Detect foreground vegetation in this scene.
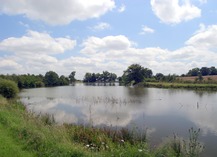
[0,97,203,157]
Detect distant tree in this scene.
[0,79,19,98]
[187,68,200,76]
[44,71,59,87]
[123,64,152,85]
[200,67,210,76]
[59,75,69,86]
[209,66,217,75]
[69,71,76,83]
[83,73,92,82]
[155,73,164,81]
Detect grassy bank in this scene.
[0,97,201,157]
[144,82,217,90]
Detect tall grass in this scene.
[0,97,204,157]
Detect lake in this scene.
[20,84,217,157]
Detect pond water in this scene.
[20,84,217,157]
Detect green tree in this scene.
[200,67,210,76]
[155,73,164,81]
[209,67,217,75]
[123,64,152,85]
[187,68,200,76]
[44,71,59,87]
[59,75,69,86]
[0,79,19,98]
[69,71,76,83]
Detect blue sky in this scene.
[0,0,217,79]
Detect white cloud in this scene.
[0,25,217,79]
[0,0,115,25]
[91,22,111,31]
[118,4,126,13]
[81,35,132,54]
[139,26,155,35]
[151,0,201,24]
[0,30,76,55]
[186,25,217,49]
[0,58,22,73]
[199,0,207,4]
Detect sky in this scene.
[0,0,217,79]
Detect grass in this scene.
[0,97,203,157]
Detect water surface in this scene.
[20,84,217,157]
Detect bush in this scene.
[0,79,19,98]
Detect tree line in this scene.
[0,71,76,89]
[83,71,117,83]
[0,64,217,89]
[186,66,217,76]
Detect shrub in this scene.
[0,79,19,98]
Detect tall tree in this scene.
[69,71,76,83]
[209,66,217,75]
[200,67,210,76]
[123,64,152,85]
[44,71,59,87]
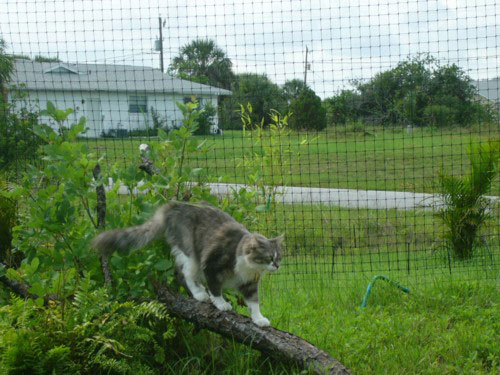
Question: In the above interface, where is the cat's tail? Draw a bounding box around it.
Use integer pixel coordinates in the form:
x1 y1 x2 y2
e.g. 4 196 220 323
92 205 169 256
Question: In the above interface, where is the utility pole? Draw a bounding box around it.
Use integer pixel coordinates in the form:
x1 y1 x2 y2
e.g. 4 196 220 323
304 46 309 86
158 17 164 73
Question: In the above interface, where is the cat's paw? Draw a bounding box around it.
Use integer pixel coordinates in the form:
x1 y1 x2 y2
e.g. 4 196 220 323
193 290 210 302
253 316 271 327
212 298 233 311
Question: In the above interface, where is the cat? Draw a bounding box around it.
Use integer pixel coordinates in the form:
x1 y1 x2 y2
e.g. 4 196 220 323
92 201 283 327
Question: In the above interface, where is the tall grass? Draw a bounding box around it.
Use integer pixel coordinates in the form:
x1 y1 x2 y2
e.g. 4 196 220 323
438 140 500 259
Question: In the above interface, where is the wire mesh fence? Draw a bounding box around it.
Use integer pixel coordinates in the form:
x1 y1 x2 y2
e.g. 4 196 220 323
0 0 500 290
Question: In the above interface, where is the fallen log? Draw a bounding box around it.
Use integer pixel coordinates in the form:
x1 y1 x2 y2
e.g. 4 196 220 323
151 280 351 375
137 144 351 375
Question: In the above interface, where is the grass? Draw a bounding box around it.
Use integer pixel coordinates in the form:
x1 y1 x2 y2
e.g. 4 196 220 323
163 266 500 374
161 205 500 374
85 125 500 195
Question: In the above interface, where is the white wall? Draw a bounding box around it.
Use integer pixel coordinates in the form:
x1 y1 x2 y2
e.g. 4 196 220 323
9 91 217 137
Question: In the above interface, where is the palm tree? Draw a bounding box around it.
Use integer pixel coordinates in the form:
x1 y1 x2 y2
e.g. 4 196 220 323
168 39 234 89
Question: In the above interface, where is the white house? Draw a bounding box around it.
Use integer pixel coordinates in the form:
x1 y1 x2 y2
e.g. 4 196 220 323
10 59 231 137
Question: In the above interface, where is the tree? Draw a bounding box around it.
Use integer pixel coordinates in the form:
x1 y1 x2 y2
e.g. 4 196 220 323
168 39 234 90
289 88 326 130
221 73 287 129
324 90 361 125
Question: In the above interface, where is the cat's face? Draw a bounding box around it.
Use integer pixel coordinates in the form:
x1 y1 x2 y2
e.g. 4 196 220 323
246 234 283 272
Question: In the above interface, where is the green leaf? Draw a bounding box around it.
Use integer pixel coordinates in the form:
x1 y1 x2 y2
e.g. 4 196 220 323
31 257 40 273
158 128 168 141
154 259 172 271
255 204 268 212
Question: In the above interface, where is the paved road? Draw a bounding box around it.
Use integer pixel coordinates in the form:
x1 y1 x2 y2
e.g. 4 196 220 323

§ Written task
Write out all of the items above word for word, and leave the pictures out.

§ Task result
Detect foreground vegetation in this scene.
[0,97,203,157]
Detect distant tree in this scene.
[0,79,19,98]
[187,68,200,76]
[44,71,59,87]
[123,64,152,85]
[200,67,210,76]
[59,75,69,86]
[209,66,217,75]
[69,71,76,83]
[83,73,92,82]
[155,73,164,81]
Detect grassy bank in this scene.
[0,97,201,157]
[144,82,217,90]
Detect tall grass in this scene.
[0,97,204,157]
Detect lake in this scene.
[20,84,217,157]
Detect pond water in this scene.
[20,84,217,157]
Detect green tree in this scene.
[200,67,210,76]
[155,73,164,81]
[209,67,217,75]
[123,64,152,85]
[187,68,200,76]
[44,71,59,87]
[59,75,69,86]
[0,79,19,98]
[69,71,76,83]
Detect blue sky in this scene.
[0,0,217,79]
Detect white cloud in this scene.
[0,25,217,79]
[0,0,115,25]
[91,22,111,31]
[118,4,126,13]
[81,35,132,54]
[139,26,155,35]
[151,0,201,24]
[0,30,76,55]
[186,25,217,49]
[0,58,22,73]
[199,0,207,4]
Detect sky in this scene.
[0,0,217,79]
Detect grass in this scene.
[0,97,203,157]
Detect water surface in this scene.
[20,84,217,157]
Detect bush in this scene.
[0,79,19,98]
Detect tree line in this scene.
[0,71,76,89]
[83,71,117,83]
[0,64,217,89]
[186,66,217,76]
Detect shrub in this scene.
[0,79,19,98]
Detect tall tree in this scene.
[69,71,76,83]
[209,66,217,75]
[200,67,210,76]
[123,64,152,85]
[44,71,59,87]
Question: In the above interface, where is the cat's tail? Draw a bounding box around it.
Use integer pixel coordinates in the form:
x1 y1 x2 y2
e.g. 4 196 220 323
92 205 169 256
Question: In the above interface, where is the utility pole? Draw a bounding box around it.
Use integer pixel coordinates in the form:
x1 y1 x2 y2
e.g. 4 196 220 323
304 46 309 86
158 17 164 73
Question: In the above interface, where is the cat's paw? Draw a bounding box around it.
Use integer pixel coordinates in the form:
x1 y1 x2 y2
e.g. 4 196 220 323
193 290 210 302
253 316 271 327
212 298 233 311
Question: In the above interface, where is the cat? Draw a bounding box around it.
Use integer pixel coordinates in the form:
x1 y1 x2 y2
e.g. 4 196 220 323
92 201 283 327
Question: In the above interface, where is the tall grass? Draw a bounding box around it.
Use integer pixel coordinates in the form:
x1 y1 x2 y2
e.g. 4 196 220 323
438 140 500 259
Question: In the above interface, where is the wire mesh fence? Draw a bounding box around it.
Use integer pixel coordinates in the form:
x1 y1 x2 y2
e.g. 4 196 220 323
0 0 500 290
Question: In the above interface, where is the fallen log? Draw a bounding box around it.
Use integer pixel coordinates in the form:
x1 y1 x2 y2
e.g. 4 196 220 323
151 280 351 375
137 144 351 375
Question: In the above interface, where is the grass? Draw a bounding box around it.
Use integer pixel coordinates in the form:
x1 y1 x2 y2
e.g. 4 196 220 323
163 266 500 374
161 205 500 374
85 125 500 195
Question: In the above interface, where is the white wall? Draw a bounding box around it.
Use integer pixel coordinates in the form:
x1 y1 x2 y2
e.g. 4 196 220 323
9 91 217 137
Question: In the above interface, where is the palm tree? Draw a bounding box around it.
Use integer pixel coordinates in the form:
x1 y1 x2 y2
e.g. 4 196 220 323
168 39 234 89
Question: In the above interface, where is the white house? Draw a bounding box around it.
Use integer pixel coordinates in the form:
x1 y1 x2 y2
e.g. 4 196 220 323
10 59 231 137
Question: In the above interface, where is the tree? Draw a bounding box around it.
Use integer pixel coordinates in the form:
x1 y1 x2 y2
e.g. 4 196 220 323
168 39 234 90
289 88 326 130
221 73 287 129
324 90 361 125
Question: In the above interface, where is the cat's face? Draw a bounding box around it.
Use integer pixel coordinates in the form:
x1 y1 x2 y2
e.g. 4 196 220 323
246 234 283 272
Question: In the above interface, where is the green leaf? Draw a bounding box around it.
Use integer pixel coordinates in the form:
x1 y1 x2 y2
e.g. 4 196 220 323
31 257 40 273
158 128 168 141
154 259 172 271
255 204 268 212
Question: In the above interface, where is the paved road? Draw a bounding box around it.
Use integer pixel coordinates in the form:
x1 y1 x2 y2
e.g. 4 196 220 323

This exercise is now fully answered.